Work request:
This exercise needs the complete data reproduced exactly.

#### Information given ####

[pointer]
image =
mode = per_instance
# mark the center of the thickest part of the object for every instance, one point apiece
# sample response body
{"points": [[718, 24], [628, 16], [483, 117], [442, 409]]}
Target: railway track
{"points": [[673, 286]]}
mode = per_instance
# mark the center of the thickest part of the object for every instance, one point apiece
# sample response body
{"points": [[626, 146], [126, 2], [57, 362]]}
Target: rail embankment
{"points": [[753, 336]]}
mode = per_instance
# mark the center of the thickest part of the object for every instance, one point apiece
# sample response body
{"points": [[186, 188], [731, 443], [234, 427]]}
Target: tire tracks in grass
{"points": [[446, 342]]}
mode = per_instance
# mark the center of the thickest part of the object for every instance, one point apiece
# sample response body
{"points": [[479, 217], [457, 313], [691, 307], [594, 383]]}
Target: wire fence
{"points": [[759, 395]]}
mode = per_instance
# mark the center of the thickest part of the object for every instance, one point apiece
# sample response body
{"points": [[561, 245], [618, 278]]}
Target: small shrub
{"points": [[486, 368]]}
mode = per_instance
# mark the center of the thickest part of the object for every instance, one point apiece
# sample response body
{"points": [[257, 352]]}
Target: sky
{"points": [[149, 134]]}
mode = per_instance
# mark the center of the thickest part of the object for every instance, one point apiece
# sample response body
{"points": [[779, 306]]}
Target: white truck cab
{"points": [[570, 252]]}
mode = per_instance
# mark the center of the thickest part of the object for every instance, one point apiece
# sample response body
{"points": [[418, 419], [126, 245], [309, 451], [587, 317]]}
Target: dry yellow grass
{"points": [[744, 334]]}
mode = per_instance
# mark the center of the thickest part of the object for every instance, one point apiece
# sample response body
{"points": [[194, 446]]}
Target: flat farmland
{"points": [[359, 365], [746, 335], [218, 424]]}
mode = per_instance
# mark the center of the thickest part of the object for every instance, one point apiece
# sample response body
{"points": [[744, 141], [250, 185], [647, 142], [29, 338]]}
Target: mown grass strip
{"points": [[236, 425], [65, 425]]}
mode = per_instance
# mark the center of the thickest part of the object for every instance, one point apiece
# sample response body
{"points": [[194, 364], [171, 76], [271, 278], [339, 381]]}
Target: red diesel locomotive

####

Solution to the problem:
[pointer]
image =
mode = per_instance
# mark the center of the thickest part of the object for every instance, one point apiece
# sample response body
{"points": [[718, 24], [628, 16], [483, 117], [442, 409]]}
Target: railway track
{"points": [[673, 286]]}
mode = per_instance
# mark the center of the thickest part of the object for every instance, one point apiece
# sample response body
{"points": [[626, 146], [126, 2], [57, 362]]}
Target: rail embankment
{"points": [[753, 336]]}
mode = per_instance
# mark the center of the thickest part of the object for every instance, one point apiece
# sample response body
{"points": [[186, 188], [731, 443], [234, 427]]}
Target: tire tracks in grass
{"points": [[446, 342]]}
mode = per_instance
# mark the center of the thickest part of the object for every instance, one point apiece
# sample response body
{"points": [[479, 217], [457, 313], [691, 307], [594, 383]]}
Target: wire fence
{"points": [[759, 395]]}
mode = per_instance
# mark the center of the thickest part of the object for every instance, one point apiece
# sample response body
{"points": [[561, 245], [618, 278]]}
Target: small shrub
{"points": [[486, 368]]}
mode = per_instance
# mark the center of the thickest part of the object for every instance, one point apiece
# sample response body
{"points": [[257, 352]]}
Target: sky
{"points": [[149, 134]]}
mode = per_instance
# mark the center of the thickest part of the object for every instance, one point apiece
# sample response body
{"points": [[779, 306]]}
Target: white truck cab
{"points": [[570, 252]]}
mode = per_instance
# mark the center of the thickest part of the object for every instance, one point apiece
# sample response body
{"points": [[418, 419], [126, 245], [309, 451], [587, 317]]}
Target: dry yellow grass
{"points": [[744, 334]]}
mode = per_instance
# mark the center of the thickest part of the object for every instance, one point apiece
# sample response body
{"points": [[194, 446]]}
Target: flat farmland
{"points": [[359, 365], [746, 335], [218, 424]]}
mode = per_instance
# mark the center of the thickest part of the object for every instance, one point apiece
# sample response body
{"points": [[744, 141], [250, 185], [647, 142], [29, 338]]}
Target: mown grass strip
{"points": [[236, 425], [65, 425]]}
mode = per_instance
# mark the center of the thickest part of the object for every instance, one point apiece
# sample response body
{"points": [[194, 364], [171, 76], [271, 278], [339, 381]]}
Target: red diesel locomotive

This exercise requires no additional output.